Record extracts:
═══
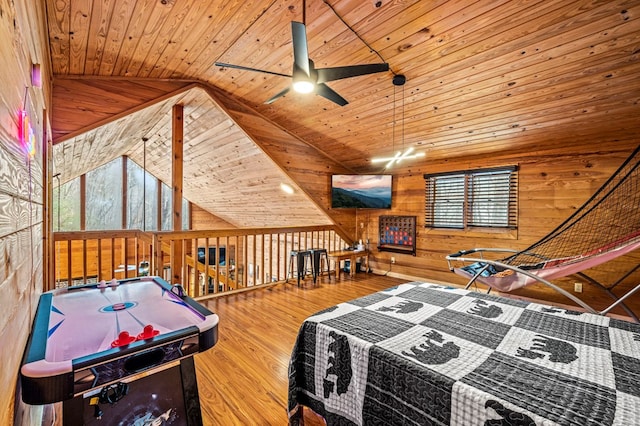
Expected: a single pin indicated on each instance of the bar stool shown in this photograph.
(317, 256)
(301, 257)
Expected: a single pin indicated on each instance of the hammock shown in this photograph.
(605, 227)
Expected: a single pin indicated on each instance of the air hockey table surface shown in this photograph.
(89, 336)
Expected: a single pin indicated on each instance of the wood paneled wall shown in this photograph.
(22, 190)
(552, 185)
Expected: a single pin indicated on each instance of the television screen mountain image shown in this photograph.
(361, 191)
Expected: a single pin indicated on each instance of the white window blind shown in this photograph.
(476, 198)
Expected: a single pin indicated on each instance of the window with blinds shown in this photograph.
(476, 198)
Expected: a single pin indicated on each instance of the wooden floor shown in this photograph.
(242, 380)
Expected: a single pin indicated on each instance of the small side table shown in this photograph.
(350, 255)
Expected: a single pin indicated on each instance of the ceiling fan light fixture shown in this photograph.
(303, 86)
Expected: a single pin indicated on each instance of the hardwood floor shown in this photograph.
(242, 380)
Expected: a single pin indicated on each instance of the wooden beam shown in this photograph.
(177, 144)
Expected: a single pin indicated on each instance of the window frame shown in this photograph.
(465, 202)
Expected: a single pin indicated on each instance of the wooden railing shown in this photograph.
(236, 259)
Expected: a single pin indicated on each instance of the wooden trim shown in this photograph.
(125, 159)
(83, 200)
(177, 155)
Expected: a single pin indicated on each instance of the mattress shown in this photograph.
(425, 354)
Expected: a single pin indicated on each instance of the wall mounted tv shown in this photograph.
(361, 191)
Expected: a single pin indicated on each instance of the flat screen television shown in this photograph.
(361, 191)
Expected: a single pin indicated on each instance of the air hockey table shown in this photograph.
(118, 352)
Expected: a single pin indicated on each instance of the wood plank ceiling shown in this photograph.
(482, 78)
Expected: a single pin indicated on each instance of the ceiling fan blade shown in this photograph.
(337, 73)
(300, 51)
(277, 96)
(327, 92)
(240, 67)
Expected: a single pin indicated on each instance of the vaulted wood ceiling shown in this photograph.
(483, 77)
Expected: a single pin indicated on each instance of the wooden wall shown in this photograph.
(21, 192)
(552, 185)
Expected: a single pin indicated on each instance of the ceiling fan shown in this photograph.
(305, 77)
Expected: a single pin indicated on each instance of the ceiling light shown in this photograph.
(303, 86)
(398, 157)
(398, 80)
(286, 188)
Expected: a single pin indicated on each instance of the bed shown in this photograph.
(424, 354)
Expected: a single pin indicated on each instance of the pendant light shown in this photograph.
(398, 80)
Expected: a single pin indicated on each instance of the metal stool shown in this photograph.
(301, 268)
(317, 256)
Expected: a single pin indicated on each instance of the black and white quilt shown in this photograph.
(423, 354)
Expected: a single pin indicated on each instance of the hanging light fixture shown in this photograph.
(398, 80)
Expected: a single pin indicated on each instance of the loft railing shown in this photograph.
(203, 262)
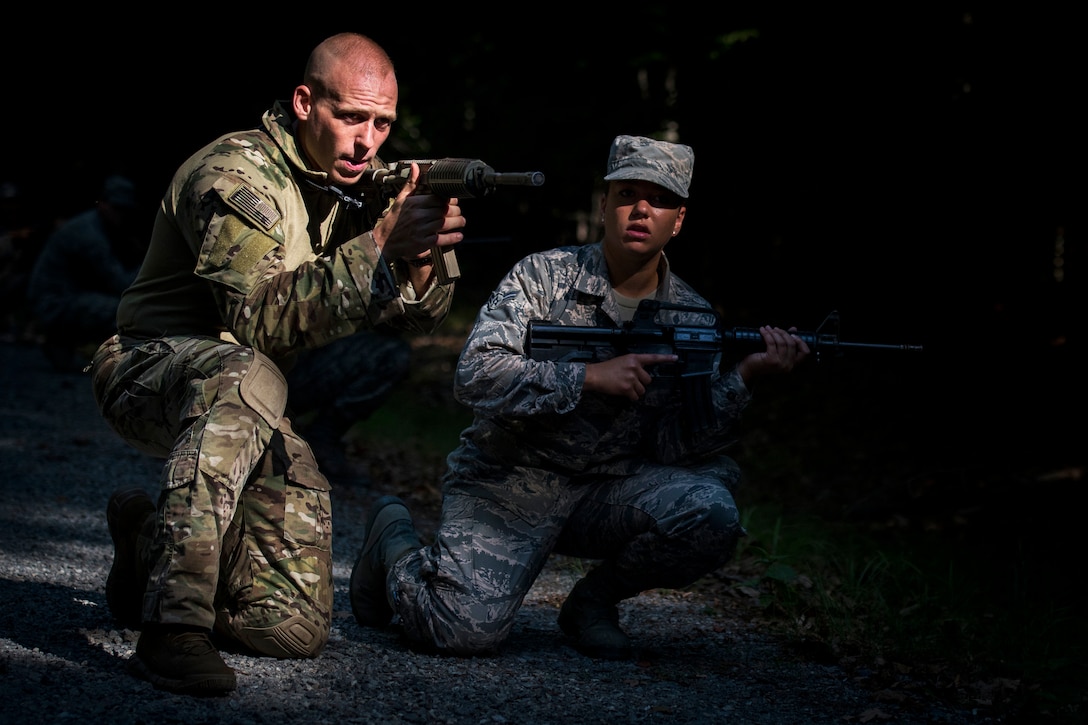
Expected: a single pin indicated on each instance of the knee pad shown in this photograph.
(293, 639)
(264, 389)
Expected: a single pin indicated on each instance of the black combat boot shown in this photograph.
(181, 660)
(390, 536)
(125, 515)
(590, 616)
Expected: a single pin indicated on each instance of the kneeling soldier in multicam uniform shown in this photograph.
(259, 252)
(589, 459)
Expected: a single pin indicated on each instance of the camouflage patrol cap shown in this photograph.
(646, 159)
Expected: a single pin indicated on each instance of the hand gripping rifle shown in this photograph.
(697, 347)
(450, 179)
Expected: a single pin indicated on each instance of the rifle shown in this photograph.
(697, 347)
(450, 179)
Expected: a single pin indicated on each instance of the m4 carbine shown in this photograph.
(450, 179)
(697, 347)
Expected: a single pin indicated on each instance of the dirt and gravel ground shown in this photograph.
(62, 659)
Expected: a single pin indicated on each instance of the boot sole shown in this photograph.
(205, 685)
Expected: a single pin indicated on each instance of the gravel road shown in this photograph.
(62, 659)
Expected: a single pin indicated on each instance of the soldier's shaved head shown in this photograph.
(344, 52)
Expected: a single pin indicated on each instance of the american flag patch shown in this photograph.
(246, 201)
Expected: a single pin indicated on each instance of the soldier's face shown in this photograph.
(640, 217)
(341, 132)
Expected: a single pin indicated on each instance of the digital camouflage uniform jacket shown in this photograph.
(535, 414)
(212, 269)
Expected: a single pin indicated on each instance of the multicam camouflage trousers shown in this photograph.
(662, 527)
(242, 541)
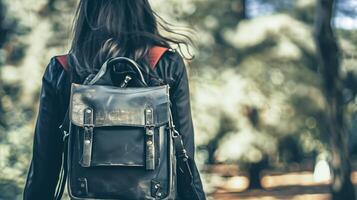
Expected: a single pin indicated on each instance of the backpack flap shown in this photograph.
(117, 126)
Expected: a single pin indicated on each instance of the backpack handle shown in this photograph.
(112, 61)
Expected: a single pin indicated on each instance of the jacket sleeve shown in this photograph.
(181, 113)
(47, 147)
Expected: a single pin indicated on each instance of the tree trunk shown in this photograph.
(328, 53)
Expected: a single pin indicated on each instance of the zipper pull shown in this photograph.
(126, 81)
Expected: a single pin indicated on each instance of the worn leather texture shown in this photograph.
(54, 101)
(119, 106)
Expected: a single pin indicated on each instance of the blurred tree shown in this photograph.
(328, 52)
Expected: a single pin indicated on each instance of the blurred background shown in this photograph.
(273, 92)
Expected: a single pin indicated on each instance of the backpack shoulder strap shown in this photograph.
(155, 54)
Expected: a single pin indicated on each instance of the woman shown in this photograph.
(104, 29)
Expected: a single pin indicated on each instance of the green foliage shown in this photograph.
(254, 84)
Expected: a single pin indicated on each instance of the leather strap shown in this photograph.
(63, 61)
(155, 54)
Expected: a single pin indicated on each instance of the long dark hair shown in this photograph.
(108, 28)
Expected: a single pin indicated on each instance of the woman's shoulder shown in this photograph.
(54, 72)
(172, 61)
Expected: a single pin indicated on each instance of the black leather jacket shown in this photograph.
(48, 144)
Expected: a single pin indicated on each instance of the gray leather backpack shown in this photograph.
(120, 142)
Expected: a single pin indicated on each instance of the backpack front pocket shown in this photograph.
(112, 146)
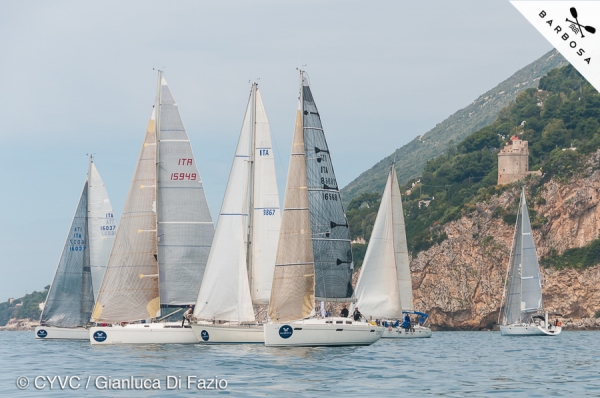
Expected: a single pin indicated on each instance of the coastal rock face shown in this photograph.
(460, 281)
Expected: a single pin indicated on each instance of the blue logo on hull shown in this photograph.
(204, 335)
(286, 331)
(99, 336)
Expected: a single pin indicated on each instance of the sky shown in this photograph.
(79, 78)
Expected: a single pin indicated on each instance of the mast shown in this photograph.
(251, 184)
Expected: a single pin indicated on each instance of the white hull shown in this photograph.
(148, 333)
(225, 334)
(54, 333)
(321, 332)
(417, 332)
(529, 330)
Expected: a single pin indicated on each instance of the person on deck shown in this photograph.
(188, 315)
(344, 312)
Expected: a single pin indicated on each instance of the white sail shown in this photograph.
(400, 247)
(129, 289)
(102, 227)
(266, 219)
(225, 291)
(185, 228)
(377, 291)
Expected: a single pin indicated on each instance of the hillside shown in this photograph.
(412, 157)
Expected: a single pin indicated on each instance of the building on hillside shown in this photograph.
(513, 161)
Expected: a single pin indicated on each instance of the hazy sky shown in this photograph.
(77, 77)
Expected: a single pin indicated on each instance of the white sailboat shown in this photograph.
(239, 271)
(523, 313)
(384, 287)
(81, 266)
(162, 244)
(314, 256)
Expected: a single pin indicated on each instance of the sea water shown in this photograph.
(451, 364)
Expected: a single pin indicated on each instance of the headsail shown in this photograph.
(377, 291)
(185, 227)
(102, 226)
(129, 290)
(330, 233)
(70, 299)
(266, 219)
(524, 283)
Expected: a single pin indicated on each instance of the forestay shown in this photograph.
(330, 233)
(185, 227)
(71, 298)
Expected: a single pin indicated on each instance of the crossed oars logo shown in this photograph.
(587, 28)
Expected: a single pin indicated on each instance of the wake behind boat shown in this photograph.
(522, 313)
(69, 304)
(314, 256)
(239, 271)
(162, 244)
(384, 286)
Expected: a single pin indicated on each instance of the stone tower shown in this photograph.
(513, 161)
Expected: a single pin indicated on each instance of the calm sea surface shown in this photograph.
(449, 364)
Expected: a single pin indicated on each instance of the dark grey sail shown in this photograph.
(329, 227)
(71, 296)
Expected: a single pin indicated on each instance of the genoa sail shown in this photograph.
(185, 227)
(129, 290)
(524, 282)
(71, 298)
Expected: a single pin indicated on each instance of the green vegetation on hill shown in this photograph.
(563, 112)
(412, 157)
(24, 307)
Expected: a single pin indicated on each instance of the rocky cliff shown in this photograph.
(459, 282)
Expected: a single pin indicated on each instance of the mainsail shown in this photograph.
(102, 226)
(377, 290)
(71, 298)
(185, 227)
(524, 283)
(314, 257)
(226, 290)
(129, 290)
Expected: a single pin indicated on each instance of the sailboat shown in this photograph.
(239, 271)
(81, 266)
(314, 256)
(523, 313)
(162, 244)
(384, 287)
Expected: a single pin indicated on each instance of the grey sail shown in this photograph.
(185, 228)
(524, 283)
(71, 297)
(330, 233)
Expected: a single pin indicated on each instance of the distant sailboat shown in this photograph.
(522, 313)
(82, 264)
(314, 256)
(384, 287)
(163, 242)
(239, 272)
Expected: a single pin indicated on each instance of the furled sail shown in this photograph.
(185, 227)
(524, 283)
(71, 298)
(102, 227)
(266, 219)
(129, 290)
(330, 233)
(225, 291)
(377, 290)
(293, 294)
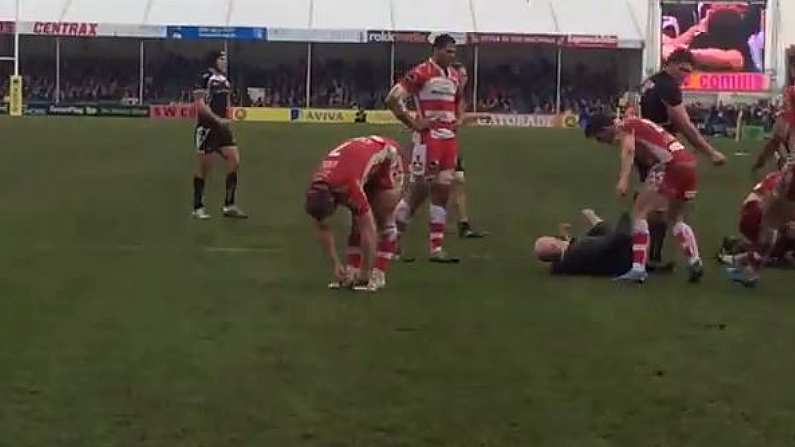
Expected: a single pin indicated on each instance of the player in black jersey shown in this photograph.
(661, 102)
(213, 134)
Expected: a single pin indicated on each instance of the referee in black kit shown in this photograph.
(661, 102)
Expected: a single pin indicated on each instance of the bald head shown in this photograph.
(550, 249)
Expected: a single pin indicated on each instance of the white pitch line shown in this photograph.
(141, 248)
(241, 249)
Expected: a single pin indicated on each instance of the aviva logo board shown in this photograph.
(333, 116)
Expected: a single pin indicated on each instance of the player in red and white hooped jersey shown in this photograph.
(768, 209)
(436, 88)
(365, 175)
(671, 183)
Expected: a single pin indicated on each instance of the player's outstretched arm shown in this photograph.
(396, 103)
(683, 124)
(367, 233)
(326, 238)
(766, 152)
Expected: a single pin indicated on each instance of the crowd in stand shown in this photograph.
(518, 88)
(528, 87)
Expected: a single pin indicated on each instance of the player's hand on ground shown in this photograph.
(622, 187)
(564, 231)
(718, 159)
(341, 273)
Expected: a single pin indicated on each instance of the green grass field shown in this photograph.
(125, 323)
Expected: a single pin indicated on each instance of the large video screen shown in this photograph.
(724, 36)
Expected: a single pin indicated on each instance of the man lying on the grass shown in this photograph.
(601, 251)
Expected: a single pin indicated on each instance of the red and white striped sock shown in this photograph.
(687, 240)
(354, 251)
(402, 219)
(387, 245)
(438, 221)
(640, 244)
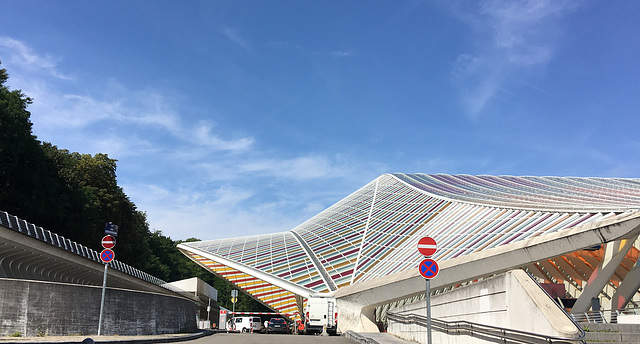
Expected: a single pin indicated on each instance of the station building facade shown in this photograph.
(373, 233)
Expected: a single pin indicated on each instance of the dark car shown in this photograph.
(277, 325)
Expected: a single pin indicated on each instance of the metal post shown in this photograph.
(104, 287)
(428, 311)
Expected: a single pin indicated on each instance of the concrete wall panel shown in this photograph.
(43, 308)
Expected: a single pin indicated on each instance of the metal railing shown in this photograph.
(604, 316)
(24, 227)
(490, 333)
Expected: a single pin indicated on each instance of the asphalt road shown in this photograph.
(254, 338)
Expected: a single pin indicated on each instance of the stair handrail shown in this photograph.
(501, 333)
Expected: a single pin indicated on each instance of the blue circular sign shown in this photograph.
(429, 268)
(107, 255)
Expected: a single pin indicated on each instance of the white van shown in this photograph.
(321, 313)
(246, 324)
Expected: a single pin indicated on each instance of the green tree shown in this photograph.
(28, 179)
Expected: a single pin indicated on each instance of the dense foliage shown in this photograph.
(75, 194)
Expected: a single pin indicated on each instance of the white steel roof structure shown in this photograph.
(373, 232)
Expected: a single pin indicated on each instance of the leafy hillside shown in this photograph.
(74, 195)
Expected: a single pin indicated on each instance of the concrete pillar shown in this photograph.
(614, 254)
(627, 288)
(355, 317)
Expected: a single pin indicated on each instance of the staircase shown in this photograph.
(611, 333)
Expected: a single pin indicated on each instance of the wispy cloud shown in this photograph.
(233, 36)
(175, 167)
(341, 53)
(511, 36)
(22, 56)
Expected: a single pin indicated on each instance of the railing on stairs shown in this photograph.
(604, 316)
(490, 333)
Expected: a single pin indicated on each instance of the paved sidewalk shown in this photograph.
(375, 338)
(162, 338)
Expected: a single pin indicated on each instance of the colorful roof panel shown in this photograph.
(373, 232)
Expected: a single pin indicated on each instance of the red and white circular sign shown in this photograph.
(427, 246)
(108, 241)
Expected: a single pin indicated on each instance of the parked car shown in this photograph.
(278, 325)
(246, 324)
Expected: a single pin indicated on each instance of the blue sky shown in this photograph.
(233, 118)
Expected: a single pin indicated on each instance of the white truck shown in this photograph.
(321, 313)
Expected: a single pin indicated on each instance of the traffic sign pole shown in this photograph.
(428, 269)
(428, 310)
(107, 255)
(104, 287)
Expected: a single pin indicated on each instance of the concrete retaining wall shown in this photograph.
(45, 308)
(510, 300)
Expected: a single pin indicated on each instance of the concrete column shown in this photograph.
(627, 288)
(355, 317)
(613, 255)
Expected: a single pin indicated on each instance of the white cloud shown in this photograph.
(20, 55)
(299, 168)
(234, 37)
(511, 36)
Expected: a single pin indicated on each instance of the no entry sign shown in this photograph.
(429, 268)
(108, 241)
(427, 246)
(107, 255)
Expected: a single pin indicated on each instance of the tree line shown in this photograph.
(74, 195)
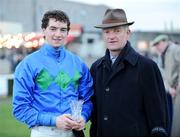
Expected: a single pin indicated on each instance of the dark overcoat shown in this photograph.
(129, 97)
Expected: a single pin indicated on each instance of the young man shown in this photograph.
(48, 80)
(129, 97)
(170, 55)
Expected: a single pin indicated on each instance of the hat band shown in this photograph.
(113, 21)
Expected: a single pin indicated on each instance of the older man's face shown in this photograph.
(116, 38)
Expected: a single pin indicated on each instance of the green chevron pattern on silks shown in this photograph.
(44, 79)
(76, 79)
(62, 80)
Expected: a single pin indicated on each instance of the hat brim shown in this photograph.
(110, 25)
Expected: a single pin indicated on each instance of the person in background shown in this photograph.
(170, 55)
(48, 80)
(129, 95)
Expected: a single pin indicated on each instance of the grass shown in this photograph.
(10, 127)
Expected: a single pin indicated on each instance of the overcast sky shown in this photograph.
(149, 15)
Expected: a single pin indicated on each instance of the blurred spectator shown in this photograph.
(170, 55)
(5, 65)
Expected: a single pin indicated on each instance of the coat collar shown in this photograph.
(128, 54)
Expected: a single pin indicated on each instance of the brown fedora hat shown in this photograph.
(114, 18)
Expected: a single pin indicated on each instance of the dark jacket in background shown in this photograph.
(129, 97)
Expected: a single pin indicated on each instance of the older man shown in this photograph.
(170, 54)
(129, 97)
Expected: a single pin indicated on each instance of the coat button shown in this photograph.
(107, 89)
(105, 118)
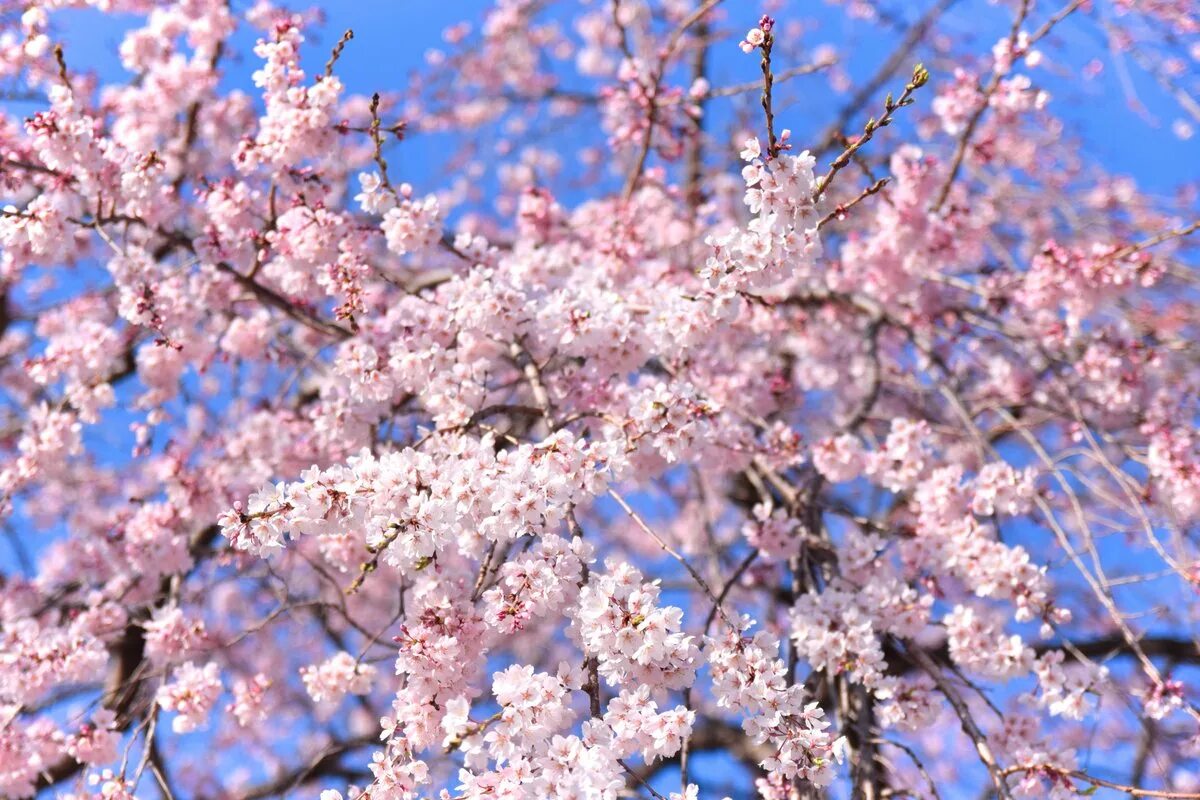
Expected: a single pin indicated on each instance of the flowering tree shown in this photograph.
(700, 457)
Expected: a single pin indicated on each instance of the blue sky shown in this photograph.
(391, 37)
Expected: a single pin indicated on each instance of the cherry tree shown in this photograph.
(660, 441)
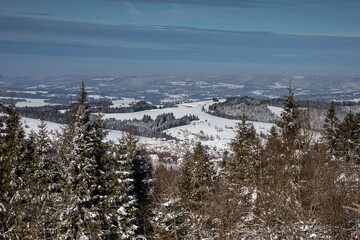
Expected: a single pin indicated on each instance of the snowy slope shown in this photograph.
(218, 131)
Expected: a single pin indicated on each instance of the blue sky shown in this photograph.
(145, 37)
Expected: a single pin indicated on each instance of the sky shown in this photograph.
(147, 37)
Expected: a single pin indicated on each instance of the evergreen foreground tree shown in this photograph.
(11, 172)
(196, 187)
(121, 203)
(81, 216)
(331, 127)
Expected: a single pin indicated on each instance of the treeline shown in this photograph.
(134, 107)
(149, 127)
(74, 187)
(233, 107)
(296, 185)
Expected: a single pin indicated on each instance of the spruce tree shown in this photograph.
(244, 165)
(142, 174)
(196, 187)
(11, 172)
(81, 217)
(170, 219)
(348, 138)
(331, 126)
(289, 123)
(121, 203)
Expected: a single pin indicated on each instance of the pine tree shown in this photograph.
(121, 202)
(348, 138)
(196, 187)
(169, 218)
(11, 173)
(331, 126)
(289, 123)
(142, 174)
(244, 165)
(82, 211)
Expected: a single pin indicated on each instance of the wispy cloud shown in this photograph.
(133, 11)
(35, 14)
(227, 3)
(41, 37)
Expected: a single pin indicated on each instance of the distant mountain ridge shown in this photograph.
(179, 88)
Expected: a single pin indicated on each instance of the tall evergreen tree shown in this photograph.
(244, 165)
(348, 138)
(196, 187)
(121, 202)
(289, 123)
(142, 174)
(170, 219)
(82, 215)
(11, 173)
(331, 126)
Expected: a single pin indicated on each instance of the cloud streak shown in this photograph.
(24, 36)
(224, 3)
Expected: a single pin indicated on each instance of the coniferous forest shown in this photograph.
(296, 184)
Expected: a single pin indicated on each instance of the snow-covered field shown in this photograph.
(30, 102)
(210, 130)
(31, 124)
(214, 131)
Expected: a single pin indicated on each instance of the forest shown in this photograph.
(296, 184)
═══
Your instructions: Please print exactly the lines from the one containing "coniferous forest shown in this photograph." through the last line of the material.

Result:
Expected: a single pin indicated on each instance of the coniferous forest shown in this photograph.
(296, 184)
Expected: a single pin indicated on each instance of the snow-covered field shown in this photograph.
(30, 102)
(210, 130)
(31, 124)
(214, 131)
Expected: a single pin indicated on each instance of the forest shown in this photograph.
(296, 184)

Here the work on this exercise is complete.